───── Information supplied
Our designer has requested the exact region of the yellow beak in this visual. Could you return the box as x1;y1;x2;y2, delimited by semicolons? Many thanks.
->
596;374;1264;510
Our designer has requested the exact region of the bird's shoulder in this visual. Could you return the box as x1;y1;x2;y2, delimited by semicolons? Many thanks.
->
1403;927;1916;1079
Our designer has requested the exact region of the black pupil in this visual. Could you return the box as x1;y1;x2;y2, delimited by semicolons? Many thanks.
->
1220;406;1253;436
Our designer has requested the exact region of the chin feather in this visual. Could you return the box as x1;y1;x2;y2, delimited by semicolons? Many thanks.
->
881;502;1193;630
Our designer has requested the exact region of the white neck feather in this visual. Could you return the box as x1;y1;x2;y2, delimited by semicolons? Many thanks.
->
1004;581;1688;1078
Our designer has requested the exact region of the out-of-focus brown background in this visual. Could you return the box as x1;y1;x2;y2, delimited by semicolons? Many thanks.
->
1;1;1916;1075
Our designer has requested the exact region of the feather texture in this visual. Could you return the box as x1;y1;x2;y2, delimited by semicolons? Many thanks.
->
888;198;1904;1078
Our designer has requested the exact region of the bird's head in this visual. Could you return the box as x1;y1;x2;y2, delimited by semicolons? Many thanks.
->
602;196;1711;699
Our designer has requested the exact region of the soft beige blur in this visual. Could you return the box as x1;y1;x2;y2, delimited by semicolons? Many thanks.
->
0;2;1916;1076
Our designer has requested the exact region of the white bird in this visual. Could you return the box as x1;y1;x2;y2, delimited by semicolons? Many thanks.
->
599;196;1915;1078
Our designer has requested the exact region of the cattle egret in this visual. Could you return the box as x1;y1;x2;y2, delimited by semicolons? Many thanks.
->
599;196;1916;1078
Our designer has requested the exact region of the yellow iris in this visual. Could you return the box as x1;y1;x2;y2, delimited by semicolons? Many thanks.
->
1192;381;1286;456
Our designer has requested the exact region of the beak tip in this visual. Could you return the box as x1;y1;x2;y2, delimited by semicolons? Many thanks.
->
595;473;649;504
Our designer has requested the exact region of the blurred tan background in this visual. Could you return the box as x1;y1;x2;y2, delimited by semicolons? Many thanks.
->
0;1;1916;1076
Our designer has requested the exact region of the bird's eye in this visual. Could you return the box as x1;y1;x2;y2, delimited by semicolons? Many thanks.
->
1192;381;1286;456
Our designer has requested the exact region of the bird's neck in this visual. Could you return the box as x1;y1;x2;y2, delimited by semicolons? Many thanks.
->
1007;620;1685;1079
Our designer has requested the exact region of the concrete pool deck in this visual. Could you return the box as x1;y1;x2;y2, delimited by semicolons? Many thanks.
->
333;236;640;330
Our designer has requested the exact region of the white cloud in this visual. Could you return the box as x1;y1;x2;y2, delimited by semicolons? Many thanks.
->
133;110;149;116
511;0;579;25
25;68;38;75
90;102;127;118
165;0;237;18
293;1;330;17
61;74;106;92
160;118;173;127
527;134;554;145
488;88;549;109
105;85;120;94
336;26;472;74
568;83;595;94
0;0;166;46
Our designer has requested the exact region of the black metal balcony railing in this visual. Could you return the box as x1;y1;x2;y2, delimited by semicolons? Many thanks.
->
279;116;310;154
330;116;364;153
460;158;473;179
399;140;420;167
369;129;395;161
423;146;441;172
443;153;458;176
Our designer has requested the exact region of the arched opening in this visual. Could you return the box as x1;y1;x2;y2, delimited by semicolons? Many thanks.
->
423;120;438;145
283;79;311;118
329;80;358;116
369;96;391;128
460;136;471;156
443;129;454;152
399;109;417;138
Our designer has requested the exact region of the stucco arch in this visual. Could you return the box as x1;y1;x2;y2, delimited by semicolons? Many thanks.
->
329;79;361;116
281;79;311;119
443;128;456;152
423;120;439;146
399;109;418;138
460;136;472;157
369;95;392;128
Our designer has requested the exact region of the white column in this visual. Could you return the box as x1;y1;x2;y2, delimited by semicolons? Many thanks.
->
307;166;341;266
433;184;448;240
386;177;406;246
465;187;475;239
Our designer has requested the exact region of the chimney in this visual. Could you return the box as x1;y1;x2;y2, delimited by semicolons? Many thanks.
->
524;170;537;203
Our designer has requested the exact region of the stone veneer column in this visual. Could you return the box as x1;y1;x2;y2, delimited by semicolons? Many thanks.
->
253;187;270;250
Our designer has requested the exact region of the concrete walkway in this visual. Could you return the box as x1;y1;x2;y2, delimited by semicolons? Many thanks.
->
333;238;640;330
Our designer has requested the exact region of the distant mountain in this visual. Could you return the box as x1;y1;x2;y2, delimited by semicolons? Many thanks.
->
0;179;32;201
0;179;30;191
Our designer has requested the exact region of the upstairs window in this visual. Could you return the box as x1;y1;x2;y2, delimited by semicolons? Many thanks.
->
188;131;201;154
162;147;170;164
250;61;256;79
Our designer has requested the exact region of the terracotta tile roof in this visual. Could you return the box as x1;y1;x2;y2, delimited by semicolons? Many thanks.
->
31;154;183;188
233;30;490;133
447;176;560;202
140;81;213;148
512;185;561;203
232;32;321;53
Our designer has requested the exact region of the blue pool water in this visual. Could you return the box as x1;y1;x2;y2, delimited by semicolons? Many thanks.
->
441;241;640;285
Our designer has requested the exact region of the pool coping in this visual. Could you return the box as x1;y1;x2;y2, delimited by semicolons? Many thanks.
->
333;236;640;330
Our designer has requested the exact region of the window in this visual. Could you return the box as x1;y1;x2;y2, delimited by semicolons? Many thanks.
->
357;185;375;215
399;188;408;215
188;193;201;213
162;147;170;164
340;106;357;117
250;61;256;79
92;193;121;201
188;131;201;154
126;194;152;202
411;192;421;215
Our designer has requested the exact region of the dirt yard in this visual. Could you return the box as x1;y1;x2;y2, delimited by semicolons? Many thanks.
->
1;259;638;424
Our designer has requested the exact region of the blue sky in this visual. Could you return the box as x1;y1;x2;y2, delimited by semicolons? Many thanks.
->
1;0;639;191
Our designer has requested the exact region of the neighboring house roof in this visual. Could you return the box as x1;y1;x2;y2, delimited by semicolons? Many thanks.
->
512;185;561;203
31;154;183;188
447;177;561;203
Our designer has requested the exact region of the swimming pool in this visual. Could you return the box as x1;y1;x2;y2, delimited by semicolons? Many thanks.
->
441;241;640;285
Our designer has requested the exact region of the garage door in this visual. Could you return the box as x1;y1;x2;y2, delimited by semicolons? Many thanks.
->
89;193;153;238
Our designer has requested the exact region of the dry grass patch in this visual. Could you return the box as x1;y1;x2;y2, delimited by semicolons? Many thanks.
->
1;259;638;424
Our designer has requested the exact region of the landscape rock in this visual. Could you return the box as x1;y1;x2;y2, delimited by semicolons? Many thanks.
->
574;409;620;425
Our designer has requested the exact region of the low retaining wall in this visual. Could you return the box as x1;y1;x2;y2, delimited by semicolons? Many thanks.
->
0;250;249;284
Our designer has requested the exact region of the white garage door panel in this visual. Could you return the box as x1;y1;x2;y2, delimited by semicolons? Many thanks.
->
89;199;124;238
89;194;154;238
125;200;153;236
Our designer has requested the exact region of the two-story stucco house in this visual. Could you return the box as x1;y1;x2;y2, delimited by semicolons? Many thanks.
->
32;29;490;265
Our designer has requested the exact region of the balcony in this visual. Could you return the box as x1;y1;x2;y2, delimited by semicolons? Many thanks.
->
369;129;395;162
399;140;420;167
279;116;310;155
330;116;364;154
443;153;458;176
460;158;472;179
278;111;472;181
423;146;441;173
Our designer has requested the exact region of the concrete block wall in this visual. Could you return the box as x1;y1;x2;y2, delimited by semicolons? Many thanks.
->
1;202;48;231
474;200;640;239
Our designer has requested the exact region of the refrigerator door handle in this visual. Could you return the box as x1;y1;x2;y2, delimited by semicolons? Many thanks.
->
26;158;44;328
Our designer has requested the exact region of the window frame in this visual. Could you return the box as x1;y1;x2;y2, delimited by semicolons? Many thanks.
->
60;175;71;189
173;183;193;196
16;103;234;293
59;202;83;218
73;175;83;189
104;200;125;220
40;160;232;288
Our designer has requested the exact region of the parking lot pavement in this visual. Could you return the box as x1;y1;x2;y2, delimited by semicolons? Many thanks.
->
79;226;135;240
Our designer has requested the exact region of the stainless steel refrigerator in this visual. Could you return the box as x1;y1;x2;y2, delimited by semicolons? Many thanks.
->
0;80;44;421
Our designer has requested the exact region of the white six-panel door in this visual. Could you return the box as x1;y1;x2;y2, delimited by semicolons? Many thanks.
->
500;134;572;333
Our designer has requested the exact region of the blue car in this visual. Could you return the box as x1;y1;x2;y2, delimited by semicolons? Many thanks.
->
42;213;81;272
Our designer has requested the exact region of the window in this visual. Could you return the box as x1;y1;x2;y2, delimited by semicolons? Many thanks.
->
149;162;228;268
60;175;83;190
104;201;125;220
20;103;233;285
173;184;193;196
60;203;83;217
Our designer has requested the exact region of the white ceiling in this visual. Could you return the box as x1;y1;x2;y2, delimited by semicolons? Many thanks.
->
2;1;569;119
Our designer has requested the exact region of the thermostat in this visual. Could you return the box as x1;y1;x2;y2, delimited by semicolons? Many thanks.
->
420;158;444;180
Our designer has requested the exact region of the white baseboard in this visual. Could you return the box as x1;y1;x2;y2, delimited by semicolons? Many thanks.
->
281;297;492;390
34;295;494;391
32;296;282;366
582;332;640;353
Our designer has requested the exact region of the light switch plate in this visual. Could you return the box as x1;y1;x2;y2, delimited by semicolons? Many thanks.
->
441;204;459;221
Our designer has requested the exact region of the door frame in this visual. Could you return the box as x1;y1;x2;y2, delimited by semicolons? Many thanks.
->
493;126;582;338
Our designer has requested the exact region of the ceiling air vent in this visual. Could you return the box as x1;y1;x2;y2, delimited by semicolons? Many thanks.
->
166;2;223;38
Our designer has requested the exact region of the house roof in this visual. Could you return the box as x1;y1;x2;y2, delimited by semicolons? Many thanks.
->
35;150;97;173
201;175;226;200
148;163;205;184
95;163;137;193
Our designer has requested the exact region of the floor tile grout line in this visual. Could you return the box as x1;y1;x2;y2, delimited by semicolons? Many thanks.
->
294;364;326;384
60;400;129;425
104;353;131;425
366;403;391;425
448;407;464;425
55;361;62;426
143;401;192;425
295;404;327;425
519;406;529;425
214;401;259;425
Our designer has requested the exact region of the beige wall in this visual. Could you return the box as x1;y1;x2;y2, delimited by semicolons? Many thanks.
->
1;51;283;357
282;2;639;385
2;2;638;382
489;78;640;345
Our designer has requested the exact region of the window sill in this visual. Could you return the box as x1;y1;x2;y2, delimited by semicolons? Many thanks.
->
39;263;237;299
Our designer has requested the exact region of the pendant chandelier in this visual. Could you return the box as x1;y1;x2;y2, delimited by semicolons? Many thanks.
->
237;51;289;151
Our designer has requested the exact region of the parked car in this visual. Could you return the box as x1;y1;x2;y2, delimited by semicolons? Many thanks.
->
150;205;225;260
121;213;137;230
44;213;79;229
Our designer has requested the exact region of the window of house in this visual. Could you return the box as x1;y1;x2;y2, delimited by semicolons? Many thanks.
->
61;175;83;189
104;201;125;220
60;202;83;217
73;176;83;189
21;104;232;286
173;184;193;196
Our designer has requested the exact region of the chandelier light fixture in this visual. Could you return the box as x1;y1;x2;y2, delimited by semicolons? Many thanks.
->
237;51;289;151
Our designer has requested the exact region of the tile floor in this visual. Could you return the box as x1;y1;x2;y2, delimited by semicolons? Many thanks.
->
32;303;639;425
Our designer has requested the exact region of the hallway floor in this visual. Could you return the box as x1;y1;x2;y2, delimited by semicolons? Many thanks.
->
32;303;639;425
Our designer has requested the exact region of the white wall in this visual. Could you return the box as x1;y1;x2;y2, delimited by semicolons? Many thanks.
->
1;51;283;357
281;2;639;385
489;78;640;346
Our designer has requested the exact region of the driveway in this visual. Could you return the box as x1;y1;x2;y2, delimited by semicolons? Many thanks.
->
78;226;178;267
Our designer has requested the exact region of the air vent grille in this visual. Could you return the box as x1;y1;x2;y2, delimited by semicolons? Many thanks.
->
──────────
**What the exercise asks**:
Scan the listing and report each line where the word "refrigerator" shows up.

**Written solution**:
Our designer has requested the exact region of the refrigerator door handle in this visual. Could you return the box as x1;y1;x2;y2, delimited by semicolons? Many thanks.
Our designer has requested the exact region of the stainless steel refrigerator in this visual. Could you return the box as x1;y1;x2;y2, delimited by semicolons? Many thanks.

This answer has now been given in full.